TASK TO COMPLETE:
Copy out the lines of the records below, and only those lines, from the one with "Target: rocky riverbank" through the one with "Target: sleeveless top", exactly as they appear.

EXERCISE INPUTS:
--------------------------------------------------
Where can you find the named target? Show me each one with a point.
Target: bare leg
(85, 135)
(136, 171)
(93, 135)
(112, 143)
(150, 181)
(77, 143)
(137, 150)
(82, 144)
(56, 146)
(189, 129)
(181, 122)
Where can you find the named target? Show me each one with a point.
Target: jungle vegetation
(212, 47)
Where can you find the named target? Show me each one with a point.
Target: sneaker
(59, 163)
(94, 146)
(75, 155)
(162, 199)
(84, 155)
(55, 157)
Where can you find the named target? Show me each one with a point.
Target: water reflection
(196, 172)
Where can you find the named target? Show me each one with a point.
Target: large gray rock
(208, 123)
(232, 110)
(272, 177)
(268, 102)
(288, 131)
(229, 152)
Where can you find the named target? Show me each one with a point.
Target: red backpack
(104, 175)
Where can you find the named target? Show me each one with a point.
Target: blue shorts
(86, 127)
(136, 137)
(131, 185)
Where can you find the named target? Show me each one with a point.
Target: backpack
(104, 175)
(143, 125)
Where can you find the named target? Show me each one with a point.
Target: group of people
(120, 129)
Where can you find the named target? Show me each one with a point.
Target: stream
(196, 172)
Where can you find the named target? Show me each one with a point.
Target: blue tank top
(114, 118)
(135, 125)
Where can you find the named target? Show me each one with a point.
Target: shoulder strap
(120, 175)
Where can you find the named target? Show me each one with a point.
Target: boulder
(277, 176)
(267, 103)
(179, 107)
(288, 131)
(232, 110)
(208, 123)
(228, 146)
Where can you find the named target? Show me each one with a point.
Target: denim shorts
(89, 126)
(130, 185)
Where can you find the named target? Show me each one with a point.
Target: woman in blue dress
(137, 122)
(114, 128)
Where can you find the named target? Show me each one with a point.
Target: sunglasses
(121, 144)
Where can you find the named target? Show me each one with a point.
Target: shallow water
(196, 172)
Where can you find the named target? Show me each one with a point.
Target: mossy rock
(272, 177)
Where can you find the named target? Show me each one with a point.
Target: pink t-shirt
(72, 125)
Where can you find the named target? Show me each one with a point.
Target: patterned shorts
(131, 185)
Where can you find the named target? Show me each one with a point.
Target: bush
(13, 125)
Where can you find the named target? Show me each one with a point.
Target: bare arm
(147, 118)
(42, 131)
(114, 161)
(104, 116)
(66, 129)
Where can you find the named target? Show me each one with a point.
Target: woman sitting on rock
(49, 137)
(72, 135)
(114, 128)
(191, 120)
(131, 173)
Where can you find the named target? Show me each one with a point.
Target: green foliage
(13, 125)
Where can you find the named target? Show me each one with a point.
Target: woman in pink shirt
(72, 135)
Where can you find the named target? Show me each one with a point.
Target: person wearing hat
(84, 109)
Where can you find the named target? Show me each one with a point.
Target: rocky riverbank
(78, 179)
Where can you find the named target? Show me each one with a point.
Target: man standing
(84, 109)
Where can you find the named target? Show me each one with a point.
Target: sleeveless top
--------------------------------------------------
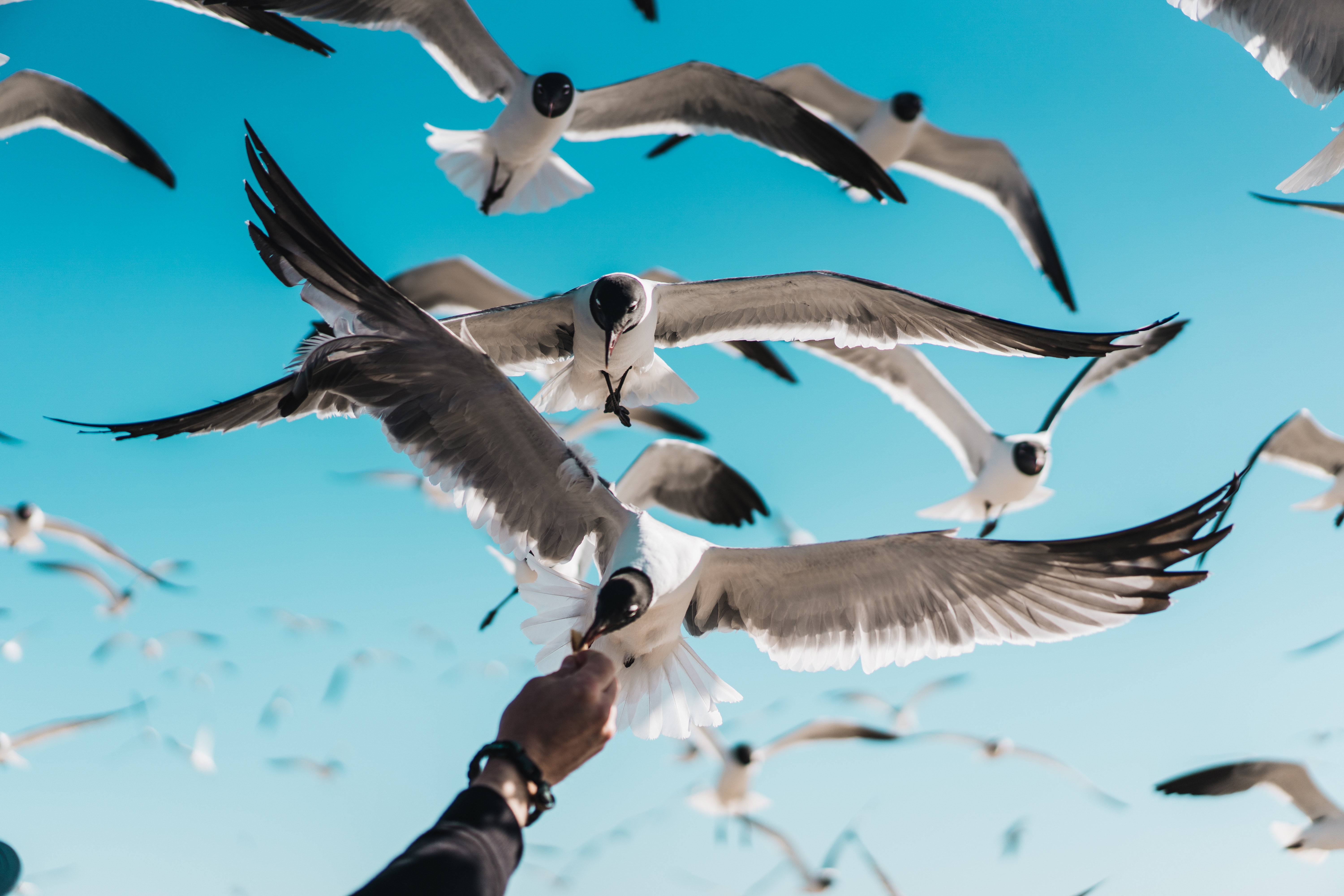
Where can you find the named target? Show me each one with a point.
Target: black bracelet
--------------------------------------------------
ANSWER BOX:
Target: rocky riverbank
(78, 179)
Where can you find the named target? Show me each one with a point.
Target: man standing
(84, 109)
Where can you find the named target? Show me each one with a point.
Target: sleeveless top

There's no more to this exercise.